▸ Ausgewählter Auszug:
◇ ◇ ◇
Man muss sich doch eher folgende Fragen dazu stellen:

Was wird/wurde bisher eingesetzt?
Wie zuverlässig funktioniert das, gibt es bedarf dies zu ändern?
Wie schnell kann ich mit dem bisherigen System meine Aufgabe lösen und was bringt mir ein anderes System an Vorteilen?
Wenn ich Hochsprachen einsetze, sind alle Mitabrbeiter entsprechend geschult?
Reicht die zur Verfügung gestellte Zykluszeit des Systems für meine Anwendung?

Ich persönlich würde mit einer IDE für Windows keine Steuerungsaufgaben realisieren (MS C++, Borland Delphi etc). Das wäre mir zu unhandlich für das Problem. 

Eine alternative zu PLC-Systemen bilden m.W. noch die System von National Instruments. Die Karten sind schnell, können jedoch nur Konfiguriert werden. 

Schließlich kann man die uController auch noch direkt programmieren, und dann würde ich auch C++ zurückgreifen. Aber das lohnt nur bei hohen Stückzahlen, da man sich um die Schnittstellen zum Feld selber zusammenschustern muss. 

hth


----------



## HDD (5 März 2007)

Hier ist auch nicht zu vergessen dass der Endverbraucher noch ein Wörtchen mit reden kann.
◇ ◇ ◇
▸ Bereitgestellte Einträge:
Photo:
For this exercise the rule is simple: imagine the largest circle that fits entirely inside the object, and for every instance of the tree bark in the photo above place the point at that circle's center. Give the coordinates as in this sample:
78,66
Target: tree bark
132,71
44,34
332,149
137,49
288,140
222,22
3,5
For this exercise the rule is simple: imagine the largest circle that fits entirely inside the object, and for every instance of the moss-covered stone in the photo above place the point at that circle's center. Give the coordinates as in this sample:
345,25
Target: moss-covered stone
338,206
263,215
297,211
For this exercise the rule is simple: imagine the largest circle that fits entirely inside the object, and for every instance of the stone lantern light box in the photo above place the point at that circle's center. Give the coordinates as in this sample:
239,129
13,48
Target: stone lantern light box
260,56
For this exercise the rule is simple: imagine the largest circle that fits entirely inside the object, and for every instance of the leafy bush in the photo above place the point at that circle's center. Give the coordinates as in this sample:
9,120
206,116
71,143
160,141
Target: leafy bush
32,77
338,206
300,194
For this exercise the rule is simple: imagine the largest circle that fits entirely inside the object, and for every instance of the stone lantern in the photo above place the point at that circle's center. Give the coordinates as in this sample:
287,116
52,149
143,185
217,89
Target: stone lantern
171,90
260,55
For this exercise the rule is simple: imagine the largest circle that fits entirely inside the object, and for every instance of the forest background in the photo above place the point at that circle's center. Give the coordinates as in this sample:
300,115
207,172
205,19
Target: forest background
◇ ◇ ◇
▸ Aufgabenziel:
Beantworte anhand des ausgewählten Auszugs über Steuerungssysteme:
(a) Welche Entwicklungsumgebungen für Windows werden als Beispiele genannt?
(b) Welche zwei Eigenschaften haben die Karten von National Instruments?
(c) Unter welcher Bedingung lohnt es sich, die uController direkt zu programmieren?

▸ Die Lösung:
(a) MS C++ und Borland Delphi.
(b) Sie sind schnell, können aber nur konfiguriert werden.
(c) Nur bei hohen Stückzahlen.